■ INFORMATION SUPPLIED:
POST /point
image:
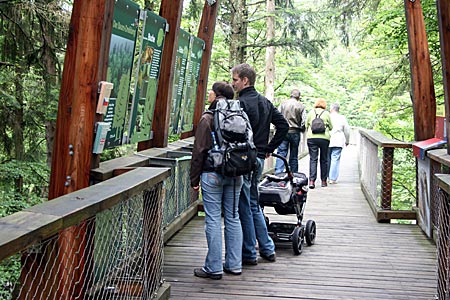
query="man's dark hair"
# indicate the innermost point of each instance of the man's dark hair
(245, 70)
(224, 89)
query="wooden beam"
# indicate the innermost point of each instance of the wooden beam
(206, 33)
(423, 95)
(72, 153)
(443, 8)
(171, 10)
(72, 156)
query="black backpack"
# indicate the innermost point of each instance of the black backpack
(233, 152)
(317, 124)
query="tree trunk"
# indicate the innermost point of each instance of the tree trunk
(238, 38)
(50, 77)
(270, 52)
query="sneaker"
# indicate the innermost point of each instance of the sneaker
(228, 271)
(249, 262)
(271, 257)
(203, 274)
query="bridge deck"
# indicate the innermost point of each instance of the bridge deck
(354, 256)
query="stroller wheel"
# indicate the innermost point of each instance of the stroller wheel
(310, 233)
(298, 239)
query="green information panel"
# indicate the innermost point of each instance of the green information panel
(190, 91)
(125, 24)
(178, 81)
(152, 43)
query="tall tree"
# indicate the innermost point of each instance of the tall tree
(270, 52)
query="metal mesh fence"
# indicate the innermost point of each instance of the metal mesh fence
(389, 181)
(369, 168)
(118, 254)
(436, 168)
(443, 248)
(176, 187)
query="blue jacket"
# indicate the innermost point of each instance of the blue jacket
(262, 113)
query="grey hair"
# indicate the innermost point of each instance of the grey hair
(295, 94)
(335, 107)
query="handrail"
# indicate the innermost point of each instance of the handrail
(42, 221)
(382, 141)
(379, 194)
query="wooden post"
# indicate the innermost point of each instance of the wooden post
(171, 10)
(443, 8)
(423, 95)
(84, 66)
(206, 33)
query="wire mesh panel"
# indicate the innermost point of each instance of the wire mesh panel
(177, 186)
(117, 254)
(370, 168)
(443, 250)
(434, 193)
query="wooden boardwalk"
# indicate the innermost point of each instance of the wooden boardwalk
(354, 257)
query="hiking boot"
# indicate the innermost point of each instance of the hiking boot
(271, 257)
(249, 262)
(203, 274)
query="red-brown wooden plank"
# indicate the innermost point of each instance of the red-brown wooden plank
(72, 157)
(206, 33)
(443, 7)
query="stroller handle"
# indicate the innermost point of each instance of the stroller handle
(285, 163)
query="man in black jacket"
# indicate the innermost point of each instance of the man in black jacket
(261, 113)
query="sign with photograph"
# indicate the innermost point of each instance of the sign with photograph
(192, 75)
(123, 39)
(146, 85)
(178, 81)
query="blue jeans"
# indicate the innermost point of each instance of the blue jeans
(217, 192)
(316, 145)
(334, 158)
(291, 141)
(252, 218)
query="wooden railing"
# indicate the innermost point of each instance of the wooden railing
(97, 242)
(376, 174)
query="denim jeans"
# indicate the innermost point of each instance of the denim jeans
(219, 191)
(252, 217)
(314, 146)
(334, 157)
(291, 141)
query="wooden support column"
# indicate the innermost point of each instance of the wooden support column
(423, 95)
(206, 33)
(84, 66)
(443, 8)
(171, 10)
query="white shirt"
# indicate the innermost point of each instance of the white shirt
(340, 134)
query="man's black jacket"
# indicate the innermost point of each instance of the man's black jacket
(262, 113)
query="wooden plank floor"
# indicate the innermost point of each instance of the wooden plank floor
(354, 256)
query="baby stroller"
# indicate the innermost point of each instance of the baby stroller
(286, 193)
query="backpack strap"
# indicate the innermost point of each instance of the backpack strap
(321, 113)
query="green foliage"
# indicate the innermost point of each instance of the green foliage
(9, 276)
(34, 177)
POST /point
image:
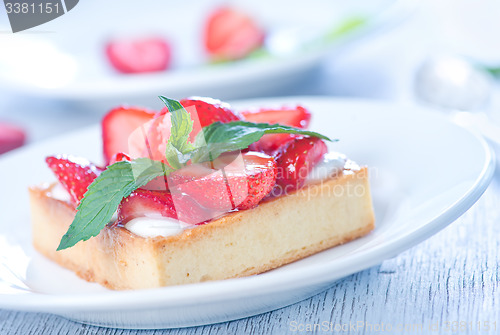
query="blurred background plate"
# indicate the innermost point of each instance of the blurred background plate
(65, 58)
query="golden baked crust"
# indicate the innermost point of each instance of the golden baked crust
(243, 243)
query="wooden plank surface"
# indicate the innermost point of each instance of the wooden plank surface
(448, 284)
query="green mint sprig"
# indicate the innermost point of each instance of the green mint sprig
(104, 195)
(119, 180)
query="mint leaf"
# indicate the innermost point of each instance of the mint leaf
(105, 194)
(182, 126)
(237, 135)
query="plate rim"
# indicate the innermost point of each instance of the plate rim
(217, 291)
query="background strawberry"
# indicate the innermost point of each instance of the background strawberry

■ DIRECTIONS FOR THIS TASK:
Can you track down every line in the material above that contains the word "panel" (case counts) and copy each one out?

■ TASK RESULT:
query="green information panel"
# indicate the innermost point of each instance of the green information panel
query="wire mesh panel"
# indicate the innermost point of each instance of the wire mesh panel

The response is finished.